====== DATA
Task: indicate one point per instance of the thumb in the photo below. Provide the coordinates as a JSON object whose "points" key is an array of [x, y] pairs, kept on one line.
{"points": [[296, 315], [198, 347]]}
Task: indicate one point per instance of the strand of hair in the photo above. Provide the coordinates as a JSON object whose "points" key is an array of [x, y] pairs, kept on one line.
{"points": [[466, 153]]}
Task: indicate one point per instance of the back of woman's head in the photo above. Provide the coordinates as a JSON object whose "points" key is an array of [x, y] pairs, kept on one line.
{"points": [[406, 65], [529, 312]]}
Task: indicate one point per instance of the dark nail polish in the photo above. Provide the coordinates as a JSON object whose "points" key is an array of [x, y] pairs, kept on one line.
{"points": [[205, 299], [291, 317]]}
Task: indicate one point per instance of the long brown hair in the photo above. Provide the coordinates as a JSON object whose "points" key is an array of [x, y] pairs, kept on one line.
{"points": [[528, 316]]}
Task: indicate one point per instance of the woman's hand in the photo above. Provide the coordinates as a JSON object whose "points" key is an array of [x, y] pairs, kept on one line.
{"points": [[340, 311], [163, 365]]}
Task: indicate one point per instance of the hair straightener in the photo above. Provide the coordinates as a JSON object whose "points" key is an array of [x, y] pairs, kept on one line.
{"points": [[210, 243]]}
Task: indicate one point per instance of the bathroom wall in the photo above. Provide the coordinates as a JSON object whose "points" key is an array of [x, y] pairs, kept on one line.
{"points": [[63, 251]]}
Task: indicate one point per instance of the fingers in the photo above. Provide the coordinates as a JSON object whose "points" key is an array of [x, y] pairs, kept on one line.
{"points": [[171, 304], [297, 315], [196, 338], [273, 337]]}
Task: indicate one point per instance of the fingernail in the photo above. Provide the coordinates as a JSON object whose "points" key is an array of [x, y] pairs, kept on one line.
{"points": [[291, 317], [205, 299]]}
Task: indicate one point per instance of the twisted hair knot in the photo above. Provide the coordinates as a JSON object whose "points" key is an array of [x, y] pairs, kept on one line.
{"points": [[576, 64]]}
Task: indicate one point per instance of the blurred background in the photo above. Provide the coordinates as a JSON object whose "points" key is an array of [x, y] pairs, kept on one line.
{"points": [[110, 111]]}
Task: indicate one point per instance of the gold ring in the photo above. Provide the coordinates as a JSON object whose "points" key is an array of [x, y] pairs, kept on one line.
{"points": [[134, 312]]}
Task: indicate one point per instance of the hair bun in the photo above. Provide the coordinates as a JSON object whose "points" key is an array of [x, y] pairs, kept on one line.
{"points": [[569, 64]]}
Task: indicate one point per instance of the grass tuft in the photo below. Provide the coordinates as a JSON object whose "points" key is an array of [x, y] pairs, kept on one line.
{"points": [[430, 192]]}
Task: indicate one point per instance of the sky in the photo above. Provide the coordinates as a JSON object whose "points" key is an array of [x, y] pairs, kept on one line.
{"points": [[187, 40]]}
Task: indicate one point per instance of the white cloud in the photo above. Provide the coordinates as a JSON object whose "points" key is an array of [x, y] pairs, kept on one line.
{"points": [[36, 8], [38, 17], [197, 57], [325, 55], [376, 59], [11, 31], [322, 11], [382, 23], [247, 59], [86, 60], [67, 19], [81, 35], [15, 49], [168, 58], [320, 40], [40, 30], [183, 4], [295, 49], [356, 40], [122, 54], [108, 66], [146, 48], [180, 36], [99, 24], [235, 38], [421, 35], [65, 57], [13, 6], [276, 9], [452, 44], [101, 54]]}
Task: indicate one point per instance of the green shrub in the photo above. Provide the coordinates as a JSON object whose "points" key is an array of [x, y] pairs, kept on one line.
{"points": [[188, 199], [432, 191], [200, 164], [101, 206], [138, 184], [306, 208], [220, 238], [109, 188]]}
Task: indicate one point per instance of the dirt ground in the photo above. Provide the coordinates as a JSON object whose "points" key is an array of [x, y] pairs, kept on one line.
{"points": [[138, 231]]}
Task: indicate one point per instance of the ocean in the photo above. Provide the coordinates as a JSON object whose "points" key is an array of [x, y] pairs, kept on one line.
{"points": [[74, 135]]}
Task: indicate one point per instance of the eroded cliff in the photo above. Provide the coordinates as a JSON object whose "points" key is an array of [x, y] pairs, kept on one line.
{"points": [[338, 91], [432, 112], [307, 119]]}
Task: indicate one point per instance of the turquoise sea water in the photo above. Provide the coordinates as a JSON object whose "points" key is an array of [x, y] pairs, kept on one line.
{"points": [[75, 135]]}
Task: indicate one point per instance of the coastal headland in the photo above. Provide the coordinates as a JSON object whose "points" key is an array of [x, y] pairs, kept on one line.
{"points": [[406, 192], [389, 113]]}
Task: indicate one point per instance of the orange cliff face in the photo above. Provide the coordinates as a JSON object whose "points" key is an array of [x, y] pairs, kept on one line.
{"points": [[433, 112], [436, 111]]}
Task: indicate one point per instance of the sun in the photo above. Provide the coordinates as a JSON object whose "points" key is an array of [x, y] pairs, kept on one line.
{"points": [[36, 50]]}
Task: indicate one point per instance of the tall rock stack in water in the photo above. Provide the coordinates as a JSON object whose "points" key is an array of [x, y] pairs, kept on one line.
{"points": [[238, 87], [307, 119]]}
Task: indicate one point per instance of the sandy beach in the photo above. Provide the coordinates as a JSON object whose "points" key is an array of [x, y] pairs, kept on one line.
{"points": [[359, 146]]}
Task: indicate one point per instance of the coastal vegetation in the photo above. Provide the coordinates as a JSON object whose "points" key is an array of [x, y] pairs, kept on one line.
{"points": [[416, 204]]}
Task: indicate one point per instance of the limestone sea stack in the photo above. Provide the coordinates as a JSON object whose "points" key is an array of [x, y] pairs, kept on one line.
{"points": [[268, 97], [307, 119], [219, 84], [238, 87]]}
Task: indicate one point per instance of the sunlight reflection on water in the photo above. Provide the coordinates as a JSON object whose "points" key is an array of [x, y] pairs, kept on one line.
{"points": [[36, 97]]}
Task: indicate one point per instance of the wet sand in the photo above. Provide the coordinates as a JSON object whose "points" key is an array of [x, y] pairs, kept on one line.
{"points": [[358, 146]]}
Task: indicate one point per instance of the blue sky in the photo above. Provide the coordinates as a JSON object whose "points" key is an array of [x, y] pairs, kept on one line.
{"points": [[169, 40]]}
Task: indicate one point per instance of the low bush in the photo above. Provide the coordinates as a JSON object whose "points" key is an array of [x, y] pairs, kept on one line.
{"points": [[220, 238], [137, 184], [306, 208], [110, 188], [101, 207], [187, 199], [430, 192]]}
============
* [INSTRUCTIONS FOR THE TASK] Output the records above precisely.

* [RESPONSE]
Task: indicate one point per instance of the thumb in the photo below. Provide the coordinates as a JSON object whose "points" key is an array of [x, y] pairs, kept on one line.
{"points": [[296, 315], [198, 347]]}
Task: indicate one point per instance of the strand of hair in the photo above. Provide the coordinates as a JSON object whose "points" key is an array of [x, y] pairs, kept on one line.
{"points": [[466, 153]]}
Task: indicate one point per instance of the back of woman's head in the photo above. Provide the coordinates as a JSON object whose "points" key is an array of [x, y] pairs, kept on one line.
{"points": [[406, 65], [529, 312]]}
Task: indicate one point per instance of the dark nail polish in the photo above. Provide the coordinates as a JSON object whose "points" key is an array of [x, y] pairs, kept on one line.
{"points": [[205, 299], [291, 317]]}
Task: indicate one point per instance of the long brown hair in the photo above. Provide the coordinates as a JSON object whose "points" key is an array of [x, y] pairs, kept on one line.
{"points": [[528, 316]]}
Task: indicate one point per instance of the woman's hand in the photo above. Provide the coordinates as a JSON object whose "points" key is an array of [x, y] pairs, kept on one line.
{"points": [[340, 311], [163, 365]]}
Task: indicate one point per instance of the hair straightener in the photo above. Provide the coordinates as a JSON object whose "points" key is an array of [x, y] pairs, kept on one line.
{"points": [[210, 243]]}
Task: indicate one point per instance of the bathroom wall in the photo above. Provide the coordinates as a JSON object whose "points" key is an array of [x, y] pairs, kept on one line.
{"points": [[63, 251]]}
Task: indicate one point per instance of the fingers in the photo above. Provide the coordinates as a JSON object whose "points" key is an array of [x, y] pairs, kept on one line.
{"points": [[171, 304], [297, 315], [196, 338], [273, 337]]}
Task: indicate one point per instance of the fingernail in the photo above. Provide the coordinates as a JSON object whose "points" key is an array of [x, y] pairs, kept on one line.
{"points": [[291, 317], [205, 299]]}
Task: indicate one point per instance of the twisted hair knot in the photo above. Provide the coordinates as a JSON object whose "points" key is an array of [x, y] pairs, kept on one line.
{"points": [[576, 64]]}
Task: indicate one point per instance of the blurred background in the photo above. Provide the coordinates as a JSON object whose "points" key is an array of [x, y] pairs, kept on one line.
{"points": [[110, 111]]}
Task: indicate one point per instance of the gold ring in the photo above. Provide the coordinates as a JSON object whose "points" key is an array of [x, y] pairs, kept on one line.
{"points": [[134, 312]]}
Task: indicate one point per instance of the hair bun in the photo above. Provide the coordinates as a JSON object whose "points" key is an array of [x, y] pairs, kept on one line.
{"points": [[569, 64]]}
Task: indicate one point per instance of the grass tuft in the photo below. Provide the coordinates as a JSON object whose "points" key is an array of [x, y] pairs, kept on one line.
{"points": [[430, 192]]}
Task: indicate one point per instance of the sky in the photo above. Provide the coordinates as a JSON object whose "points" key is an array of [x, y] pairs, kept on one line.
{"points": [[187, 40]]}
Task: indicate one point per instance of the white cloud in the photo above. Provide the coordinates as a JSON object whose "points" key is an array of [x, y] pairs, kept on one line.
{"points": [[36, 8], [38, 17], [197, 57], [325, 55], [376, 59], [11, 31], [322, 11], [382, 23], [247, 59], [86, 60], [67, 19], [81, 35], [15, 49], [168, 58], [320, 40], [40, 30], [183, 4], [295, 49], [356, 40], [122, 54], [108, 66], [146, 48], [180, 36], [99, 24], [235, 38], [421, 35], [65, 57], [13, 6], [276, 9], [452, 44], [101, 54]]}
Task: indicate one point per instance of the green shrub in the photo above. Provide the coordinates as a JSON object whose "points" key is an array of [x, y] pairs, kept on one line.
{"points": [[188, 199], [432, 191], [200, 164], [101, 206], [138, 184], [306, 208], [220, 238], [109, 188]]}
Task: indicate one point per instance of the dirt ground in the photo above. Provide the coordinates as a JSON object whose "points" key is an array of [x, y] pairs, kept on one line.
{"points": [[138, 231]]}
Task: indicate one point per instance of the ocean in the photo above. Provide the coordinates as a JSON object whose "points" key is an array of [x, y] pairs, kept on one line.
{"points": [[74, 135]]}
Task: indicate one point per instance of the eroded cliff in the photo above. Provide the coordinates as a JSON object whose "points" key is an array of [x, y] pairs, kept on one line.
{"points": [[338, 91], [432, 112], [307, 119]]}
Task: indicate one point per instance of the turquoise sea water in the photo above. Provide the coordinates as a JSON object whose "points" key is an array of [x, y] pairs, kept on one line.
{"points": [[75, 135]]}
Task: indicate one point per instance of the coastal headland in the photo above. Provide the coordinates as a JSON object whose "points" key is an array of [x, y] pairs, kept on one line.
{"points": [[406, 192], [389, 113]]}
Task: indicate one point per instance of the orange cliff face in the photo above. Provide the coordinates as a JSON object whose "points" key is an array of [x, y] pairs, kept on one line.
{"points": [[433, 112], [436, 111]]}
Task: indicate one point per instance of the sun in the photo above. Provide the coordinates as a JSON object whose "points" key is an array of [x, y] pairs, kept on one line.
{"points": [[36, 50]]}
Task: indicate one point per instance of the tall rock stack in water in the photo above. Provide the coordinates as a JSON object whose "points" key is an array of [x, y] pairs, kept on one line.
{"points": [[238, 87], [307, 119]]}
Task: indicate one point per instance of the sandy beach in the photo above. Provide the coordinates as a JSON object whose "points" key is an array of [x, y] pairs, kept on one line.
{"points": [[359, 146]]}
Task: indicate one point per instance of the coastal vegetation in the photo above. Provide the coordinates as a JSON object whose "points" key is an array of [x, y] pairs, kept on one line.
{"points": [[416, 204]]}
Task: indicate one point per instance of the limestone sea stack in the photo above. Provide the coordinates as a JSON object whose "points" key is an array of [x, y] pairs, kept on one line.
{"points": [[268, 97], [307, 119], [219, 84], [238, 87]]}
Task: indicate one point per instance of the sunlight reflection on water in the photo above. Provide the coordinates as a JSON object whose "points" key is an array of [x, y] pairs, kept on one line.
{"points": [[36, 97]]}
Task: indicate one point per instance of the wet sand in the photo above. Provide the coordinates as a JSON object whose "points" key is an array of [x, y] pairs, kept on one line.
{"points": [[358, 146]]}
Task: indicate one point per instance of the blue sky in the photo above. Provide the coordinates as a JSON object whose "points" key is an array of [x, y] pairs, kept on one line.
{"points": [[169, 40]]}
Task: indicate one point per instance of the low bush in the photo above. Provide the coordinates as a JSON object whose "points" key is an array of [x, y] pairs, kept on one line.
{"points": [[220, 238], [137, 184], [306, 208], [110, 188], [101, 207], [187, 199], [430, 192]]}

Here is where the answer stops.